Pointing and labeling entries
--------

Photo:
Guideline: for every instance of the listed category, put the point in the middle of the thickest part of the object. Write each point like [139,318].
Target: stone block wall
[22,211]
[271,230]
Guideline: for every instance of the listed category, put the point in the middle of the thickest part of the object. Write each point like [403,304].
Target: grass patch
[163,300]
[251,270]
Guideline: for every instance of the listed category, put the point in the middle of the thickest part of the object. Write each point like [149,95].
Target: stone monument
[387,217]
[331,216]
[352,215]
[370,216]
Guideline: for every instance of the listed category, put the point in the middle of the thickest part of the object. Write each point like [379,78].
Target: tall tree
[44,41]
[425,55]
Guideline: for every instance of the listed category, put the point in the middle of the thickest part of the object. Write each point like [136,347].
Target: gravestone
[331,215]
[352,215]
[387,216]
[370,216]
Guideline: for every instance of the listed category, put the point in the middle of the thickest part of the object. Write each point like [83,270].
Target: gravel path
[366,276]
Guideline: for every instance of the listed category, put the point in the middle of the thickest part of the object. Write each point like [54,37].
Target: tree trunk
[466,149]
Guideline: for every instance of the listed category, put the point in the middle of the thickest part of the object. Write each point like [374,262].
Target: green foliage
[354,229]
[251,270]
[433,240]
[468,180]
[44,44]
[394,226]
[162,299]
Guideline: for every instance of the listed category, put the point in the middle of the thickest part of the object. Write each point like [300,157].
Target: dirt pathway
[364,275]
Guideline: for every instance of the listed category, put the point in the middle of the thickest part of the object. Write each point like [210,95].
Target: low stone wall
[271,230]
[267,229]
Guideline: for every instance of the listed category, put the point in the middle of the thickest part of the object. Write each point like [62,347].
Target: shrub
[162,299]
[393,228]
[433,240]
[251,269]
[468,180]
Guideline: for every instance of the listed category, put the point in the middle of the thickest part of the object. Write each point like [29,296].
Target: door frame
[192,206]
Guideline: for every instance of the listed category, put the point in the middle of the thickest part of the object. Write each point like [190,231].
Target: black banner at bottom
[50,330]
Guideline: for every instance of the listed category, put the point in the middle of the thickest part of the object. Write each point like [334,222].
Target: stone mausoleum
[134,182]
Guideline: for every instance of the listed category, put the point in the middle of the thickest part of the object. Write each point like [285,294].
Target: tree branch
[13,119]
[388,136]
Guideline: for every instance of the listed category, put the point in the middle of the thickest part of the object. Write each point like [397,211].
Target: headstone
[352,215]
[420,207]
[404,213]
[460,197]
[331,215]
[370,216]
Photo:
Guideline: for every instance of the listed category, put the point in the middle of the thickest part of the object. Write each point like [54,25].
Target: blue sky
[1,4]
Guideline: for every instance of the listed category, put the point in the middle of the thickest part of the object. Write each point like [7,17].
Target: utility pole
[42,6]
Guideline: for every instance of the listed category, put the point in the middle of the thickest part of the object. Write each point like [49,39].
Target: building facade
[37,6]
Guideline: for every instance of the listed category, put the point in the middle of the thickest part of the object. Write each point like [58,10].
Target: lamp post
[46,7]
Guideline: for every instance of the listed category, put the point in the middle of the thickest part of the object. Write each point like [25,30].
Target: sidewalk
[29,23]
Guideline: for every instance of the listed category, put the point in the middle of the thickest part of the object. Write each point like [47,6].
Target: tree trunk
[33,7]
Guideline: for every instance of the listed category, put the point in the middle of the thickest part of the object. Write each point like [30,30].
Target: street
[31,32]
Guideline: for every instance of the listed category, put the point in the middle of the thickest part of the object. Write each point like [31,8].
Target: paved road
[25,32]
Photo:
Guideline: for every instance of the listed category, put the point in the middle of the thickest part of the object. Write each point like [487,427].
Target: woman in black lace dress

--------

* **Problem description**:
Reproduce only the lines running from the one that contains "point like [30,30]." to the last line of the records.

* **Response**:
Guideline: for every instance of the listed category, put the point in the middle of the thickest part of the object. Write each point like [30,30].
Target: street
[31,32]
Guideline: for every instance of the listed category, put the point in the middle of the thickest part of the object. Write each point like [31,8].
Target: paved road
[25,32]
Photo:
Guideline: for every instance of the listed category, put the point in the middle of the thickest part of the object. Write each point like [487,427].
Target: woman in black lace dress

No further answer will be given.